[Excerpt provided]

--------------------

So we arrive at Joe's and the FNG, who is borrowing a light from me, needs help mounting it, but doesn't want to take the initiative on his own. In the meantime Ice Berg is circling like any good teenager, asking a thousand questions about how to mount his helmet light properly. Through all of this, I'm trying to get my own gear together. When we finally roll out, the group keeps getting split up crossing clogged T-town traffic arteries. Somehow, I'm on the wrong side every time. Things just won't look up for me!
On the Fern Trail we meet some other riders heading for the Higher Ground ride. As one group passes, The Human Wrecking Ball starts telling me, in his best trail whisper, that one of these guys is the guy who had the audacity to challenge him at Tom Brown a month ago! The nerve of the guy! So I answer, in my best trail whisper, but HWB doesn't hear me and keeps crabbing about how I'm ignoring him. So as my blood pressure continues to elevate, I decide it's time to bump the pace up to where nobody wants to talk anymore. No talking hopefully means nobody pushes any more of my buttons, right? No such luck! We arrive at Tom Brown Park and I'm trying to collect my crew to head for the parking lot to look for late arrivals. But this is like trying to herd cats! As 3 of the guys shoot by on a downhill, I realize that the last guy is not the FNG! WTF? The last guy is HWB's nemesis, who hopefully didn't hear our trail whispers. Where did Newbie go? I look down the hill and see FNG walking into Paulie's headlight, and his borrowed light no longer appears to work. Apparently the light had extinguished on the Fern, he'd missed a turn and took a trip over the bars, in the dark. Afterwards he'd been riding by braille to catch up! Paulie, being the generous soul he is, loans FNG one of his two light systems and we're back under way. But now the Nemesis is complaining about how we're stopping too much, and wanting to know if we're gonna ride or what?? Who the hell is this guy? Why is he in the middle of OUR ride griping about OUR plans??!!

--------------------

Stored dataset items
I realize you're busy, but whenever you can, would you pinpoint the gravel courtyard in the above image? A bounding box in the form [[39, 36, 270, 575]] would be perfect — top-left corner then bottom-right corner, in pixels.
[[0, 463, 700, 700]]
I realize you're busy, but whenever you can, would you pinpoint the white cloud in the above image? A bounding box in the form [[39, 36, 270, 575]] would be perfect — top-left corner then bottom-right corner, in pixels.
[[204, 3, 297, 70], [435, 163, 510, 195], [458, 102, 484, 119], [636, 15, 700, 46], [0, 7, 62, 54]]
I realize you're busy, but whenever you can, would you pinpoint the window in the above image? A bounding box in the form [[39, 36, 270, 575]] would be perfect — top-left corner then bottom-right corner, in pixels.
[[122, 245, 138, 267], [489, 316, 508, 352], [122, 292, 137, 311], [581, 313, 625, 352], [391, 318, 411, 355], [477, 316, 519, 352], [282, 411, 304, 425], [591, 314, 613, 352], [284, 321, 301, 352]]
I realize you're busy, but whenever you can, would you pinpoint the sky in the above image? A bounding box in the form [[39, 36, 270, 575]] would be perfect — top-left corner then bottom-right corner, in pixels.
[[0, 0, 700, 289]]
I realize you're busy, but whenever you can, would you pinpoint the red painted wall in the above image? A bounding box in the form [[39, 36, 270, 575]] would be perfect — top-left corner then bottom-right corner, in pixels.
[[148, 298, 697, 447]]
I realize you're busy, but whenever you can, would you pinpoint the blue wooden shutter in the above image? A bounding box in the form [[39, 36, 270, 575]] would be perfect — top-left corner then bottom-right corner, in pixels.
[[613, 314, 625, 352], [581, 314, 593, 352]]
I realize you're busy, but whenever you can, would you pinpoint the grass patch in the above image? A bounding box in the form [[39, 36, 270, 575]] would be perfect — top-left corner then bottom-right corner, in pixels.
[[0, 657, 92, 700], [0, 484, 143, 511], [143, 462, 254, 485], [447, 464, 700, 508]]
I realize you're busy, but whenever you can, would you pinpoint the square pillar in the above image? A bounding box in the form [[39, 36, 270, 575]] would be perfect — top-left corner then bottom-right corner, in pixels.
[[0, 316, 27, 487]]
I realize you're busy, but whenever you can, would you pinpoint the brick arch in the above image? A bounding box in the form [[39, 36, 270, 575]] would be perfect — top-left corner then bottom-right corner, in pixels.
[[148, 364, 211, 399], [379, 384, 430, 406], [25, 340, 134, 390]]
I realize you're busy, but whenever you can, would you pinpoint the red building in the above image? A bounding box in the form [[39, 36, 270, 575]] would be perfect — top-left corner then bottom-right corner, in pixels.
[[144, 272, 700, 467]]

--------------------

[Work instructions] Reproduce the passage of the night-ride account that begins at the words "So we arrive" and stops after the words "look up for me!".

[Written response]
So we arrive at Joe's and the FNG, who is borrowing a light from me, needs help mounting it, but doesn't want to take the initiative on his own. In the meantime Ice Berg is circling like any good teenager, asking a thousand questions about how to mount his helmet light properly. Through all of this, I'm trying to get my own gear together. When we finally roll out, the group keeps getting split up crossing clogged T-town traffic arteries. Somehow, I'm on the wrong side every time. Things just won't look up for me!